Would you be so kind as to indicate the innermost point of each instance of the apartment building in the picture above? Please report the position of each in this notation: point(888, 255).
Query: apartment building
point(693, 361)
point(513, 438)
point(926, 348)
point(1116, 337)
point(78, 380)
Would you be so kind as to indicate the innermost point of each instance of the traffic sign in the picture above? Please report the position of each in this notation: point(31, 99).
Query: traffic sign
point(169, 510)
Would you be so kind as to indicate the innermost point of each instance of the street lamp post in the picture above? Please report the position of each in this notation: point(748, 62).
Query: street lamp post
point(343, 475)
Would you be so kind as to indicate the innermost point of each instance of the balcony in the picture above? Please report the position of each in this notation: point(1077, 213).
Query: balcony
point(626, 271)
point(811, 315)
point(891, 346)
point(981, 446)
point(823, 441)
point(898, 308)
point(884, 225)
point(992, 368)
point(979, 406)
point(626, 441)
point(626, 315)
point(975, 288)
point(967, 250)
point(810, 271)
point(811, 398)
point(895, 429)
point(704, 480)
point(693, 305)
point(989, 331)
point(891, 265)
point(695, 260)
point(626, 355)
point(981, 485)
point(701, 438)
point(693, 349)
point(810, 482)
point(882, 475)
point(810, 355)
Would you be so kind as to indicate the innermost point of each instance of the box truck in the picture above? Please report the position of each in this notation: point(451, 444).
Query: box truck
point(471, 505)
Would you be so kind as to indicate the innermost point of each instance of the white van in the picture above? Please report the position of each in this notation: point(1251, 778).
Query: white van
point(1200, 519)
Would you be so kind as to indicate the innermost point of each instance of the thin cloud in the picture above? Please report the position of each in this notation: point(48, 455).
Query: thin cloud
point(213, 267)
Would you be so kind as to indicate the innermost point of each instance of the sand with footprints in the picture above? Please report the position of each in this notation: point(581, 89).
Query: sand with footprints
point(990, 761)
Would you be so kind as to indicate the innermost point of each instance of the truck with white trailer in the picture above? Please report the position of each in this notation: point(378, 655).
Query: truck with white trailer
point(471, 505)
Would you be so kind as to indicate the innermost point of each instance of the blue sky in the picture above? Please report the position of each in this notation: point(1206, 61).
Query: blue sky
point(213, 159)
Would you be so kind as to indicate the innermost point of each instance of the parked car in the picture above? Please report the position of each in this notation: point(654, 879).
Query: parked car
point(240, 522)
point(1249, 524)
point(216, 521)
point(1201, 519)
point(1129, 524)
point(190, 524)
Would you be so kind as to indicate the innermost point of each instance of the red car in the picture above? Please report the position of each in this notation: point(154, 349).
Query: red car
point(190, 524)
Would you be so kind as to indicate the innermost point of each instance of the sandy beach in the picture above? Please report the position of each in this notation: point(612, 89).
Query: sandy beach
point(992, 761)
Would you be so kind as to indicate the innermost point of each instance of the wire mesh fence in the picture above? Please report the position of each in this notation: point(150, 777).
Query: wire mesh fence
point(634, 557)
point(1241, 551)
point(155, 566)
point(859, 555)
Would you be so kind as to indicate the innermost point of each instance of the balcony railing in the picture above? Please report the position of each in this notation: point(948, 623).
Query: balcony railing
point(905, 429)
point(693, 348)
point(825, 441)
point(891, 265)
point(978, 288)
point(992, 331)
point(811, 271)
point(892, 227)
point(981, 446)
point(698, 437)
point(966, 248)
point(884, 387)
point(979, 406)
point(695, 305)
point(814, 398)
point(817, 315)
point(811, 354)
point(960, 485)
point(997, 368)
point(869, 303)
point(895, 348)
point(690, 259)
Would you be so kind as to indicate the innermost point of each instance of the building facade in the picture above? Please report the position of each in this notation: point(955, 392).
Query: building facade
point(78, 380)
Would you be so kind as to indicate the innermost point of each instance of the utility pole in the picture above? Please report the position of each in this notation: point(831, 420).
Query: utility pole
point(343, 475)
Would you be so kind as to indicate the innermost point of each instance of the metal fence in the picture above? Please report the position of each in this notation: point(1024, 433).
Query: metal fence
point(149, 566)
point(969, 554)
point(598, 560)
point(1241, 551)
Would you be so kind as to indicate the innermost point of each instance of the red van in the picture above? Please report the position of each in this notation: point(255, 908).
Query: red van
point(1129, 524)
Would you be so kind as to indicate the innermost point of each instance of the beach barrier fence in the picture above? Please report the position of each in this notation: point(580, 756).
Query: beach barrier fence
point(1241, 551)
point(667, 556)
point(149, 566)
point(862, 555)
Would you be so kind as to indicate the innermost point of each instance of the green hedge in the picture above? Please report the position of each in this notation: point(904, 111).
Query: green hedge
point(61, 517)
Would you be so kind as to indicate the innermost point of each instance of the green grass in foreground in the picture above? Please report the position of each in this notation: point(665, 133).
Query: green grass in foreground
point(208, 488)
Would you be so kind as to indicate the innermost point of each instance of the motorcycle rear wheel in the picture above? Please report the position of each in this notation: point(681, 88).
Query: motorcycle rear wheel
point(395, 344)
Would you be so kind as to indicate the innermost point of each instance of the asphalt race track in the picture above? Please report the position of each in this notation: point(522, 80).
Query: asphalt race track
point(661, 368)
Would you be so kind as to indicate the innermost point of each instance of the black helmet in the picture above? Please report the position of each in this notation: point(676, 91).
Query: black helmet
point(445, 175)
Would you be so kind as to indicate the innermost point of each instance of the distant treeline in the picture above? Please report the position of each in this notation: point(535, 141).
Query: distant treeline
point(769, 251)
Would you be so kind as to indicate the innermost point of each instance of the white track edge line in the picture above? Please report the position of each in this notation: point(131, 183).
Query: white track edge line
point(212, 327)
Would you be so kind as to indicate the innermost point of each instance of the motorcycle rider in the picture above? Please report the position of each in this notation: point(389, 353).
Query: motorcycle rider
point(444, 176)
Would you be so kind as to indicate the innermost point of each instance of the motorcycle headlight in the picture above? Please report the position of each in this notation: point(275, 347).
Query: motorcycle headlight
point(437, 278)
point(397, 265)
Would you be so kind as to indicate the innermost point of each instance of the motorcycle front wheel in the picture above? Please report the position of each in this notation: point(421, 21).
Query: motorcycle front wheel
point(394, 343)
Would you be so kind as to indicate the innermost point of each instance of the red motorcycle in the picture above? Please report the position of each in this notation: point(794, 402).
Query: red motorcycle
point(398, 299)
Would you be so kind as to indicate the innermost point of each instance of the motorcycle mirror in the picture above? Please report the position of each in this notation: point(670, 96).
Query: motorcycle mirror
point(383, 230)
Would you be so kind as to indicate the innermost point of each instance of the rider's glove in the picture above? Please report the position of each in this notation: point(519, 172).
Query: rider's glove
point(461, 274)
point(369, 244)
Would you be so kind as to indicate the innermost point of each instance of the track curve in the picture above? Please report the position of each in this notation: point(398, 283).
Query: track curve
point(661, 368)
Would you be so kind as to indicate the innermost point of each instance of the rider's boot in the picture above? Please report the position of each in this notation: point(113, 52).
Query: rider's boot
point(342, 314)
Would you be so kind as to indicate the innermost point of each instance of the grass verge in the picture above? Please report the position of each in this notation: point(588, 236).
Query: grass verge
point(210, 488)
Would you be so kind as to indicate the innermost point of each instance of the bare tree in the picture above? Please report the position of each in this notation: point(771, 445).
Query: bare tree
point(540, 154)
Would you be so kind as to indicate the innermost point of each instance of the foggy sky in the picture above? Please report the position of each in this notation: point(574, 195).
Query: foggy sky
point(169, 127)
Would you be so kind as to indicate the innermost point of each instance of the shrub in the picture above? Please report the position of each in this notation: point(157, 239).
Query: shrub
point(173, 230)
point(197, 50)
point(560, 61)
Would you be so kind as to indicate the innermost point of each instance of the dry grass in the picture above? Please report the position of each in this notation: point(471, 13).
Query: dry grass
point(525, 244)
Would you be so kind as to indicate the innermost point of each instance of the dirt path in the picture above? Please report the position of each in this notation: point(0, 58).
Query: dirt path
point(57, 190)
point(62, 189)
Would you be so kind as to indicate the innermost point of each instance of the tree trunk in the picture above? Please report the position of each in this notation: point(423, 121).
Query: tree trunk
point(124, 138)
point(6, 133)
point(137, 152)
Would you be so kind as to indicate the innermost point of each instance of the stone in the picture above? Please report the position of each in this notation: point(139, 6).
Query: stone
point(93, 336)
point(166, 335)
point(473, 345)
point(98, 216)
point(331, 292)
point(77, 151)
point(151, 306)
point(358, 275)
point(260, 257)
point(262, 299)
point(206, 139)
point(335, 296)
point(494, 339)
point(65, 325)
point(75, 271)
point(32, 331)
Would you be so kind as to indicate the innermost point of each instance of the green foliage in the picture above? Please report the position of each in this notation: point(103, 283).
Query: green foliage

REQUIRED TASK
Please copy the material above word for word, beginning at the line that contains "notation: point(904, 111)." and stopping after the line that contains "point(208, 488)".

RESPONSE TO THE EXERCISE
Would you be so kind as to indicate the innermost point of each instance of the green hedge in the picture above? Please report the position of each in this notation: point(904, 111).
Query: green hedge
point(61, 517)
Would you be so kind as to indicate the innermost point of each instance of the green grass in foreground in the picture above? Please report the position of each in this notation: point(665, 133).
Query: green grass in foreground
point(208, 488)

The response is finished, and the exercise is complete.